WRITTEN PROBLEM:
Reproduce every record below exactly as written, leaving out any pictures.

TASK MATERIAL:
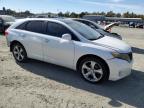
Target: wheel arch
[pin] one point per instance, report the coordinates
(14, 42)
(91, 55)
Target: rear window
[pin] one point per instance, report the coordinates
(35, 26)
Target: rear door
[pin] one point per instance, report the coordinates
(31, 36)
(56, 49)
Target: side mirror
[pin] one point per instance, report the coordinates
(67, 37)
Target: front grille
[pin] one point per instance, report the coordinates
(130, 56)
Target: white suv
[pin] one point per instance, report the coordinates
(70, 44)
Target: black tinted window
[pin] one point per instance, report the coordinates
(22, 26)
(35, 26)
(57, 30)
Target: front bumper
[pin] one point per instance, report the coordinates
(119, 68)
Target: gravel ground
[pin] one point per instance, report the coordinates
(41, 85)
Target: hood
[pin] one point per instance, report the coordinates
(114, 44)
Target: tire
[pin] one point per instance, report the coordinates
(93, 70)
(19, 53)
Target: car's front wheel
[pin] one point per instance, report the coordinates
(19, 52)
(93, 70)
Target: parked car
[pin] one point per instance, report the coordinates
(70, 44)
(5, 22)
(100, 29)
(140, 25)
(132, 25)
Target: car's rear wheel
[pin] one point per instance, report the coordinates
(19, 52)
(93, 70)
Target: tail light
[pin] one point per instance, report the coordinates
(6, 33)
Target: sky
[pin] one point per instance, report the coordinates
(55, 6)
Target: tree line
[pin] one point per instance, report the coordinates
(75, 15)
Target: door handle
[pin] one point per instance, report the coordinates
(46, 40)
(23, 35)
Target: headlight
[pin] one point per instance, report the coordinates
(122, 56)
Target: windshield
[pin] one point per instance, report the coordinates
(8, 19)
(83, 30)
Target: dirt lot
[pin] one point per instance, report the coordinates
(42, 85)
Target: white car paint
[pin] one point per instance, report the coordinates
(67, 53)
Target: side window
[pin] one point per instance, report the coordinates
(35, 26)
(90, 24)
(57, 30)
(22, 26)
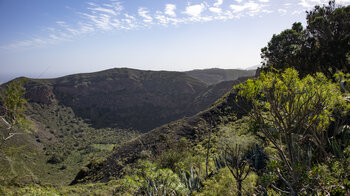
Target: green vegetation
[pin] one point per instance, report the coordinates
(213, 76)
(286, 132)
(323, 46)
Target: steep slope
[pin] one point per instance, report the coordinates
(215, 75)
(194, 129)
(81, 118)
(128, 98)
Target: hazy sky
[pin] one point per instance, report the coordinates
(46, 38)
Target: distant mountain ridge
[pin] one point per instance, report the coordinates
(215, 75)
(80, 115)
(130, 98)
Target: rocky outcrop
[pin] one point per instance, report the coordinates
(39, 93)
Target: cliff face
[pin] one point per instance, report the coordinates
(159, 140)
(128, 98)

TASK OUTPUT:
Target: wheel arch
[pin] one point per instance, report the coordinates
(14, 42)
(91, 55)
Target: rear window
[pin] one point per instance, report the coordinates
(35, 26)
Target: rear door
[pin] one point per instance, report the coordinates
(31, 36)
(56, 49)
Target: side mirror
[pin] one point per instance, report the coordinates
(67, 37)
Target: front grille
[pin] one point per instance, report the coordinates
(130, 56)
Target: white suv
[pin] one point per instance, report the coordinates
(70, 44)
Target: black tinted window
[pin] one point per instance, report the coordinates
(22, 26)
(35, 26)
(57, 30)
Target: front bumper
[pin] one point per instance, report the coordinates
(119, 68)
Target: gravel ground
[pin] one point per instance, report the coordinates
(41, 85)
Target: hood
[pin] one point per instance, report the coordinates
(114, 44)
Target: tire
[pin] one point per instance, report the coordinates
(93, 70)
(19, 53)
Target: car's front wheel
[pin] one point per instance, report the coordinates
(19, 52)
(93, 70)
Target: parked car
[pin] one point per instance, report the coordinates
(70, 44)
(5, 22)
(100, 29)
(140, 25)
(132, 25)
Target: car's rear wheel
[pin] one point per instance, report the coordinates
(19, 52)
(93, 70)
Target: tail light
[pin] one point per instance, report the coordinates
(6, 33)
Target: sky
[pin] one point per instance, report the coordinates
(55, 6)
Target: tree line
[pin] one point per instance, report the coordinates
(75, 15)
Target: door handle
[pin] one point per instance, report the coordinates
(46, 40)
(23, 35)
Target: headlight
[pin] one point per instance, report the coordinates
(122, 56)
Target: windshield
[pin] one point per instance, report the coordinates
(8, 19)
(83, 30)
Target: dirt lot
[pin] one point per instance, report the coordinates
(42, 85)
Target: white car paint
[pin] one point per instance, report the coordinates
(67, 53)
Target: side window
[pin] one point per instance, report the coordinates
(35, 26)
(90, 24)
(57, 30)
(22, 26)
Target: green vegetation
[pin] one point per instance, report the coordinates
(213, 76)
(286, 132)
(323, 46)
Target: steep slope
[pin] one point per instance, report the coordinates
(215, 75)
(194, 129)
(81, 118)
(128, 98)
Target: hazy sky
[pin] one point per instance, report the coordinates
(46, 38)
Target: distant mountain ridge
[pin] one point per instance, report the coordinates
(215, 75)
(80, 115)
(130, 98)
Target: rocky outcrop
[pin] one point per instance, report the coordinates
(39, 93)
Target: cliff face
[pin] one point per instance, report the coordinates
(159, 140)
(128, 98)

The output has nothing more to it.